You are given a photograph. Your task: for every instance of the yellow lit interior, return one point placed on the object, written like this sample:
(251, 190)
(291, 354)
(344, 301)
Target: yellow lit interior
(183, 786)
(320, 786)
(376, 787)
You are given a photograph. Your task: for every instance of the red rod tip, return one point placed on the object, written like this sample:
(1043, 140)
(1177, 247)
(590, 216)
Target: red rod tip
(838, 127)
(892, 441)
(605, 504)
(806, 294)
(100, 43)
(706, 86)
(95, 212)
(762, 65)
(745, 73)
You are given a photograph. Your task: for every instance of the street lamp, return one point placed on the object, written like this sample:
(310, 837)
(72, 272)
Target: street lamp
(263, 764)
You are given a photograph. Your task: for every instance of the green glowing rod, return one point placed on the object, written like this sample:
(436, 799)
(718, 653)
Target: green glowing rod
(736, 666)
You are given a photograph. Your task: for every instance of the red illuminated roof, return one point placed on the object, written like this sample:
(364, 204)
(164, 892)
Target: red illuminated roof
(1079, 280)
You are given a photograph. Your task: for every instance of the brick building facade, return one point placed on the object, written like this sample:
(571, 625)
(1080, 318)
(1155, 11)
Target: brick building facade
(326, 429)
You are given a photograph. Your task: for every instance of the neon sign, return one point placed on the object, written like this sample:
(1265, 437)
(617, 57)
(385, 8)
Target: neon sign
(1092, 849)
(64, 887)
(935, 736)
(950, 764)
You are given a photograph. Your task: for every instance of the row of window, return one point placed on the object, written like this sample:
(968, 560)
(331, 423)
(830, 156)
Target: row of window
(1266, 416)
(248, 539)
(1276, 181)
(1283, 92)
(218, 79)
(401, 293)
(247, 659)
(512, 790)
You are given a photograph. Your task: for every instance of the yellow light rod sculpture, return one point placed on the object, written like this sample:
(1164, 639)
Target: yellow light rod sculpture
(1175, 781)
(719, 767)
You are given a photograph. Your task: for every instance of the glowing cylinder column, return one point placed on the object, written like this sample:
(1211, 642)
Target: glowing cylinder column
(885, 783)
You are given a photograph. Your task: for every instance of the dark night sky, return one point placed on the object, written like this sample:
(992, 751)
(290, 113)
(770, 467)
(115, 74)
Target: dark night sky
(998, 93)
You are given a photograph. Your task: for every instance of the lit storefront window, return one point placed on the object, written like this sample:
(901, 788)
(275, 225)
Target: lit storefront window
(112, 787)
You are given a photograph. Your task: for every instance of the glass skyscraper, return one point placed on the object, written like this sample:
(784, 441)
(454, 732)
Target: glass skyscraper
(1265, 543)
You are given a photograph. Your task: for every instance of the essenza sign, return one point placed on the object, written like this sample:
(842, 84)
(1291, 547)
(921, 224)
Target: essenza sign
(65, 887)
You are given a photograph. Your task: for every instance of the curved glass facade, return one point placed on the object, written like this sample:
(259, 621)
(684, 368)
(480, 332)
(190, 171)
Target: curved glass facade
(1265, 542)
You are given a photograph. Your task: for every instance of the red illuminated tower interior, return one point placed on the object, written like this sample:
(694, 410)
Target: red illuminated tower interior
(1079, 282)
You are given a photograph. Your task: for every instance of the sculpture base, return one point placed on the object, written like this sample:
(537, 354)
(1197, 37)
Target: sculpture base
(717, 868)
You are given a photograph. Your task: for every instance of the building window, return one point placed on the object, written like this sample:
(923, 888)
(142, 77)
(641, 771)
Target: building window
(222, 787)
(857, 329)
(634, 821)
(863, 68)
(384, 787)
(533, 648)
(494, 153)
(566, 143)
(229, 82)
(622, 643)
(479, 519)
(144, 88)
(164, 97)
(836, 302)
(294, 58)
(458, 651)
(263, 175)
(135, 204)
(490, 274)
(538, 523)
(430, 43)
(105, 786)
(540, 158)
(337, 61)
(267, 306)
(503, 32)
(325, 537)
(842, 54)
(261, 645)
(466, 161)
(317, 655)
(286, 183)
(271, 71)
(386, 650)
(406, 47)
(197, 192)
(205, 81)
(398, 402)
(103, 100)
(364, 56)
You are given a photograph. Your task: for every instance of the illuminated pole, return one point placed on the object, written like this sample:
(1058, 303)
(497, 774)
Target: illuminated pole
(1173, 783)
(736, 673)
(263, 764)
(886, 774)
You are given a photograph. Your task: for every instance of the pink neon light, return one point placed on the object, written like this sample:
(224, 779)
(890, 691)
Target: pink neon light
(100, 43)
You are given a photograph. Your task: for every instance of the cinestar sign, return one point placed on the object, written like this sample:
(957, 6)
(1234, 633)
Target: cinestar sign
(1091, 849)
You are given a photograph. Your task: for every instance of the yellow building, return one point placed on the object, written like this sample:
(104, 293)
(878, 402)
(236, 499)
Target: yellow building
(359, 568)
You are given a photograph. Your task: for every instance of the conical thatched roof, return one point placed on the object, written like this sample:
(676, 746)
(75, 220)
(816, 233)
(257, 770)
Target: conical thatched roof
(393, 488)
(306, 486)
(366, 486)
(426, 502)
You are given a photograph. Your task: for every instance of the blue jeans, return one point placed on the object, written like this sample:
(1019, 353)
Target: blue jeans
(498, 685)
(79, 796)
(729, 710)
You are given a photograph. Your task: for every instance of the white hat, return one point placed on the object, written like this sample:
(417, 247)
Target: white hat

· · · ·

Aim of the exercise = Please show the lines of the material that contain the string "white".

Result =
You are given a photograph. Your task: for every instance of the white hat, return one point placed on the object, written like this sample:
Target: white hat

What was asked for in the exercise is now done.